Take the material below and write it all out again exactly.

------------------------------------------------------------

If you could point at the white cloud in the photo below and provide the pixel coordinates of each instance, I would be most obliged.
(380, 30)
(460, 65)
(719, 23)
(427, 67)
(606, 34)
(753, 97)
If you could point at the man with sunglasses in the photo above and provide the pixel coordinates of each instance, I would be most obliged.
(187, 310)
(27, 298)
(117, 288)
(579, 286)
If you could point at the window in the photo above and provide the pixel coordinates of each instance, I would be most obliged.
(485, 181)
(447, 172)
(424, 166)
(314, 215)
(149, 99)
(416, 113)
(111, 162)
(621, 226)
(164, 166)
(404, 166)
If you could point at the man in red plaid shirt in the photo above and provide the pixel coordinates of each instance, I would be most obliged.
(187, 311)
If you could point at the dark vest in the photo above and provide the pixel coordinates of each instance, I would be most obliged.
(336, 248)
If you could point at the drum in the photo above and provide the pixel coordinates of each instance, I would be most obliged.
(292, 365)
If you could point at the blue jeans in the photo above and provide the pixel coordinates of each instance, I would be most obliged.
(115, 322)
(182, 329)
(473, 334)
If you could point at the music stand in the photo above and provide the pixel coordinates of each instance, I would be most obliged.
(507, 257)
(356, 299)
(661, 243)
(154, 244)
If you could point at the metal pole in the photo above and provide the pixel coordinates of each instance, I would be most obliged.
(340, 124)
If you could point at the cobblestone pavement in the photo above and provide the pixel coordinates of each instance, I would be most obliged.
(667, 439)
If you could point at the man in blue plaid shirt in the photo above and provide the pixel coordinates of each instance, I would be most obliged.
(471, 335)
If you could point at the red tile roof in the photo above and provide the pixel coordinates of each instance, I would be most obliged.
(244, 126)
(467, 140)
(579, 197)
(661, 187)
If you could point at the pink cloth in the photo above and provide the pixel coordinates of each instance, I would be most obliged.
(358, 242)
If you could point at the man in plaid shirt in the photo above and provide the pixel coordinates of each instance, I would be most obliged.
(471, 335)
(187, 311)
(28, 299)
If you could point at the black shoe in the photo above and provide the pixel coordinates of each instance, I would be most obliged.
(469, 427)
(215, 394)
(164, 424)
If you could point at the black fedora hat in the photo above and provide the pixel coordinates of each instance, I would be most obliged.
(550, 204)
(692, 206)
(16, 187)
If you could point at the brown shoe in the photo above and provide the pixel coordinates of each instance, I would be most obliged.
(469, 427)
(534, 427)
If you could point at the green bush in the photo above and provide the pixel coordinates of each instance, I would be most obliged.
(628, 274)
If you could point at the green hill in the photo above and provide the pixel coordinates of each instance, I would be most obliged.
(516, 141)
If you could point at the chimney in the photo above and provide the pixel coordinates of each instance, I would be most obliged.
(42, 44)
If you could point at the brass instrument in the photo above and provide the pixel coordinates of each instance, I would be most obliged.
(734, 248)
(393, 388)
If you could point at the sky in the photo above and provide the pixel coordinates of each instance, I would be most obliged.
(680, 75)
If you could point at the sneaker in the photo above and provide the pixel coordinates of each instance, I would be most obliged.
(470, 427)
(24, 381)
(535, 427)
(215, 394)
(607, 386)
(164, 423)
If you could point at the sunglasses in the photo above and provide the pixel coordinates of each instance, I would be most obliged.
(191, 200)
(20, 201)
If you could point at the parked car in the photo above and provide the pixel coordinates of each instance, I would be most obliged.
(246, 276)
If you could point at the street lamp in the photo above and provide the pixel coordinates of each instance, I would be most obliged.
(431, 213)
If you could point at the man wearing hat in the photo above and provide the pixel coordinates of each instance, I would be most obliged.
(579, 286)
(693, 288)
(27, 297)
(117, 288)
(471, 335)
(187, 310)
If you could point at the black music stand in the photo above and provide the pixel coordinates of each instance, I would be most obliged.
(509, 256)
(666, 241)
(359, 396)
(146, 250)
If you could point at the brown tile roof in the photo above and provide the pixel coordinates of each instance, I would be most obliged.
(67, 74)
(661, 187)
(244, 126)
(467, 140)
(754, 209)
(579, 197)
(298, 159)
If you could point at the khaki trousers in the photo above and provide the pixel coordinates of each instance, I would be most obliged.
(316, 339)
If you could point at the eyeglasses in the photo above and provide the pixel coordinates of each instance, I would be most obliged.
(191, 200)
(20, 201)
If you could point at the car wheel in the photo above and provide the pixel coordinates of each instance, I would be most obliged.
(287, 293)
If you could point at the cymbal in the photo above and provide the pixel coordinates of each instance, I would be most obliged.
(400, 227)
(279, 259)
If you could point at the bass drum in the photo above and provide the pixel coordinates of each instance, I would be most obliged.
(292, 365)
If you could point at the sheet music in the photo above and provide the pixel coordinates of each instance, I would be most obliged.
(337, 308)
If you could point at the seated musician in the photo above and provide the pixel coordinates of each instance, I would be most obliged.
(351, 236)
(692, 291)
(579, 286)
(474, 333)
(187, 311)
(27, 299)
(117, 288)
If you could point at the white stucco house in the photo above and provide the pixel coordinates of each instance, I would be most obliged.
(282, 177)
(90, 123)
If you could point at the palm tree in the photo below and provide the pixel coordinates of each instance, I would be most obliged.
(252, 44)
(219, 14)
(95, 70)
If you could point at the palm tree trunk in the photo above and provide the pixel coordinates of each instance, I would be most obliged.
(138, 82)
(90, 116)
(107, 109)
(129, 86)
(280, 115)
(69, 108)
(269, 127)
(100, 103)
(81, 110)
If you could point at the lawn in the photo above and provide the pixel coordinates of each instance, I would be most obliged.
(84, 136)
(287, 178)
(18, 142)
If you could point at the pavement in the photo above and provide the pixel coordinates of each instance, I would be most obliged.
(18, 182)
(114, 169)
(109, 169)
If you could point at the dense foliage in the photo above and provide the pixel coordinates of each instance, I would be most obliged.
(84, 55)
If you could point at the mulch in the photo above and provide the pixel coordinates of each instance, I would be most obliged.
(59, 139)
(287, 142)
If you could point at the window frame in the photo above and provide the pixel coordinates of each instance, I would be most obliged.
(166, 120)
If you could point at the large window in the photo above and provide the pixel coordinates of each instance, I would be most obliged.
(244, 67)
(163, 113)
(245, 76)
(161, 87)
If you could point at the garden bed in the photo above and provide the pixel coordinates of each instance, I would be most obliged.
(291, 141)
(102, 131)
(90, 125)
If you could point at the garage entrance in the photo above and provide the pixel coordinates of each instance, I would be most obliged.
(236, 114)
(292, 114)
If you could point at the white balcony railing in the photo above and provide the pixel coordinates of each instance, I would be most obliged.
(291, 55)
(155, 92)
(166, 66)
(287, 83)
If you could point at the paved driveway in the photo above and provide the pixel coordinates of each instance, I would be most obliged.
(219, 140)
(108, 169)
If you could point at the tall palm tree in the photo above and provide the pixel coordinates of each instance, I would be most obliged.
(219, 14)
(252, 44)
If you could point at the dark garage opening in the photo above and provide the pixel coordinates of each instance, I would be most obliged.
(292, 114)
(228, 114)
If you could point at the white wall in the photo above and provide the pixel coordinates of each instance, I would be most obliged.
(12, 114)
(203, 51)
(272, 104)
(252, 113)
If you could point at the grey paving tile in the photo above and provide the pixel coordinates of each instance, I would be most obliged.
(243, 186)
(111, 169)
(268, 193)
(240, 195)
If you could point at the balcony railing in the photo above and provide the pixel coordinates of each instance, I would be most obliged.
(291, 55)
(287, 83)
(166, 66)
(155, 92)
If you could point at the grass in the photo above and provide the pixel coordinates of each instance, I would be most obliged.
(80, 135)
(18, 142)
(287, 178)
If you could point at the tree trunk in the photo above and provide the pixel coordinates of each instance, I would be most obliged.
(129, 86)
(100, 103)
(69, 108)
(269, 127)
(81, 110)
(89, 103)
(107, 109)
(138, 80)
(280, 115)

------------------------------------------------------------

Solution to the problem —
If you could point at the white cloud in the photo below and provide the pixel coordinates of each instance, I would be most obliged.
(380, 30)
(460, 65)
(719, 23)
(427, 67)
(606, 34)
(753, 97)
If you could point at the man with sunglasses in the photo above and provide the pixel coordinates of each instance, I would be most obliged.
(187, 310)
(27, 298)
(117, 288)
(579, 286)
If you could point at the window in the photo above and provide the pixel coordinates of each instance, I would be most obliged.
(485, 181)
(447, 172)
(424, 166)
(314, 215)
(149, 99)
(416, 113)
(111, 162)
(621, 226)
(164, 166)
(404, 166)
If you could point at the man in red plaid shirt in the photo above and provide the pixel coordinates of each instance, I would be most obliged.
(187, 311)
If you could point at the dark vest in the photo above and provide the pixel coordinates of each instance, I would be most obliged.
(336, 248)
If you could point at the drum in the photo above and provide the pixel coordinates of each instance, I would be most obliged.
(292, 365)
If you could point at the blue jeans in the photo above and provide the pixel coordinates of each instance, I would be most obliged.
(115, 322)
(182, 329)
(473, 334)
If you could point at the music stand in the photo above and provide the pixel coordinates of each instance, I would be most obliged.
(507, 257)
(356, 299)
(661, 243)
(154, 244)
If you could point at the metal pole in the photo above and provide the pixel coordinates of each instance, I would be most obliged.
(340, 124)
If you could point at the cobblestone pavement in the photo above and provide the pixel coordinates of each instance, I would be most obliged.
(667, 439)
If you could point at the man in blue plaid shirt in the photo above and provide the pixel coordinates of each instance, I would be most obliged.
(471, 335)
If you could point at the red tile roof in the photo above and provide the pixel coordinates of each instance, I would be most obliged.
(244, 126)
(467, 140)
(579, 197)
(661, 187)
If you could point at the pink cloth in the photo above and provide the pixel coordinates of each instance, I would be most obliged.
(358, 242)
If you could point at the man in plaid shirt in the photo above and provide the pixel coordinates of each instance, I would be most obliged.
(471, 335)
(187, 311)
(28, 299)
If you could point at the black shoe in the photo above and provide the pixel coordinates of each instance, I would be most obliged.
(469, 427)
(215, 394)
(164, 424)
If you could point at the black fedora hat in the photo above and provide the pixel coordinates of each instance, I would be most obliged.
(550, 204)
(692, 206)
(16, 187)
If you could point at the brown shoe in the photo above and provide the pixel coordinates of each instance, I would be most obliged.
(469, 427)
(534, 427)
If you could point at the green bush in the photo above and provide the pixel coordinates of each instance, I would be most obliged.
(628, 274)
If you could point at the green hill in the photo above and provide the pixel coordinates of each instance, I would be most obliged.
(516, 141)
If you could point at the chimney in the photo above and provide the pixel coordinates of each instance, I would be most obliged.
(42, 44)
If you could point at the brass instrument in the photo above and provide the pixel coordinates of each instance, I would be most obliged.
(734, 248)
(393, 388)
If you could point at the sky in the photo above and provide the pixel coordinates of each instance, I would be most obliged.
(680, 75)
If you could point at the sneaker in the photo above and provide the pixel coordinates of each instance, I would be most obliged.
(470, 427)
(24, 381)
(535, 427)
(215, 394)
(607, 386)
(164, 423)
If you could point at the sunglasses in the photo above and provide the pixel coordinates of each instance, I would be most obliged.
(191, 200)
(20, 201)
If you could point at the parked car in the photo above and provide the pixel coordinates of each instance, I would be most obliged.
(246, 276)
If you could point at the street lamp in the photo above and provide the pixel coordinates of each instance, I would be most obliged.
(431, 213)
If you could point at the man wearing hat in the photo above and provide the pixel coordinates of each instance, I would be most obliged.
(579, 286)
(693, 288)
(27, 297)
(117, 288)
(471, 335)
(187, 310)
If you could point at the black music stand in the photo above and provide the pixel coordinates of each instance, I would be most obliged.
(509, 256)
(666, 241)
(359, 396)
(146, 250)
If you could point at the brown tile roof in the photo above and provide the pixel coordinates of each instance, I would be most obliged.
(67, 74)
(661, 187)
(244, 126)
(467, 140)
(754, 209)
(579, 197)
(298, 159)
If you could point at the khaki trousers in the photo above and provide the pixel coordinates of each instance, I would be most obliged.
(316, 339)
If you could point at the eyeglasses in the photo above and provide the pixel coordinates of each instance, I would be most obliged.
(191, 200)
(20, 201)
If you could point at the car wheel in the photo above and provide the pixel coordinates of each instance, I would be most obliged.
(287, 293)
If you could point at the cymbal in the photo above and provide the pixel coordinates of each instance, I would be most obliged.
(400, 227)
(279, 259)
If you could point at the bass drum in the photo above and provide the pixel coordinates of each instance, I would be most obliged.
(292, 365)
If you could point at the sheet music in the photo above and provide the pixel coordinates of each instance, I would be most obliged.
(337, 308)
If you could point at the seated musician in the photo above and provide the pixel coordinates of each instance, I would be most obliged.
(351, 236)
(692, 291)
(579, 286)
(474, 333)
(187, 311)
(27, 299)
(117, 288)
If you could point at the white stucco house in the photo above and provide the pixel coordinates of each instance, I would be most obliged.
(282, 177)
(90, 123)
If you could point at the palm tree in the photo below and provide the pixel coordinates of each instance, I would be most obliged.
(252, 44)
(219, 14)
(95, 70)
If you could point at the palm tree trunk in the photo above and provide the pixel coordinates of each instance, I would be most obliged.
(138, 82)
(90, 116)
(107, 109)
(129, 86)
(280, 115)
(69, 108)
(269, 127)
(100, 103)
(81, 110)
If you could point at the lawn in the photo above and provide the pixel coordinates of each instance, I would be most obliged.
(84, 136)
(287, 178)
(18, 142)
If you could point at the pavement in the photo above and provide the pixel coordinates of each instance, I would be most obliged.
(18, 182)
(114, 169)
(109, 169)
If you could point at the dense foliage in the photo above and provide the pixel coordinates of each instance, I would be most obliged.
(84, 55)
If you could point at the mulch in the photo above and provide the pixel coordinates of each instance, I would be most obliged.
(59, 139)
(287, 142)
If you could point at the window frame in the photo above and provide the pixel coordinates of each instance, I would be most obliged.
(166, 120)
If you could point at the large window in the photo above and provide the pixel coordinates of each instance, I would be most obliged.
(244, 67)
(163, 113)
(245, 76)
(161, 87)
If you could point at the garden bed in the photo above and provide the pixel coordinates of each instance, I would be most obliged.
(291, 141)
(102, 131)
(90, 125)
If you could point at the garage entrance in the photo above and provide the pixel coordinates of each instance, I would be most obliged.
(236, 114)
(292, 114)
If you could point at the white balcony railing in the photo above and provide the pixel coordinates of each instance, I would be most obliged.
(291, 55)
(155, 92)
(166, 66)
(287, 83)
If you could point at the paved driveway in the photo above and provide the pixel coordinates of each instance, I would be most obliged.
(219, 140)
(108, 169)
If you could point at the tall palm tree in the photo above and provide the pixel coordinates of each instance, I would be most obliged.
(219, 14)
(252, 44)
If you could point at the dark garage opening in the photo above and provide the pixel coordinates of each instance, I would be most obliged.
(292, 114)
(228, 114)
If you could point at the white wall in the photo above and provide the pixel coordinates of each instance, I would be most obliged.
(12, 114)
(203, 51)
(272, 104)
(252, 113)
If you could point at the grey paving tile in the photo above and provide the pixel coordinates of each instance, I would be most obliged.
(243, 186)
(111, 169)
(268, 193)
(240, 195)
If you could point at the balcony railing in the photo above and provide the pixel coordinates of each instance, I would be most obliged.
(291, 55)
(287, 83)
(166, 66)
(155, 92)
If you could point at the grass in the photo above and provide the pixel coordinates of each instance, I would be most obliged.
(80, 135)
(18, 142)
(287, 178)
If you could point at the tree trunk in the photo above and provide the pixel coordinates of each instance, I would be most obliged.
(129, 86)
(100, 103)
(69, 108)
(269, 127)
(81, 110)
(89, 103)
(107, 109)
(138, 80)
(280, 115)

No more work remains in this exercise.